Update the rows below by replacing "instance" with "item" and leaving every other word unchanged.

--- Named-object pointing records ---
--
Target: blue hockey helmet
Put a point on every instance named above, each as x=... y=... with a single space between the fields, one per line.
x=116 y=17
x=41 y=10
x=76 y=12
--
--- Task output ---
Target: blue hockey helmet
Put a point on every item named above, each as x=... y=... with a single space between the fields, one per line.
x=116 y=17
x=41 y=10
x=76 y=12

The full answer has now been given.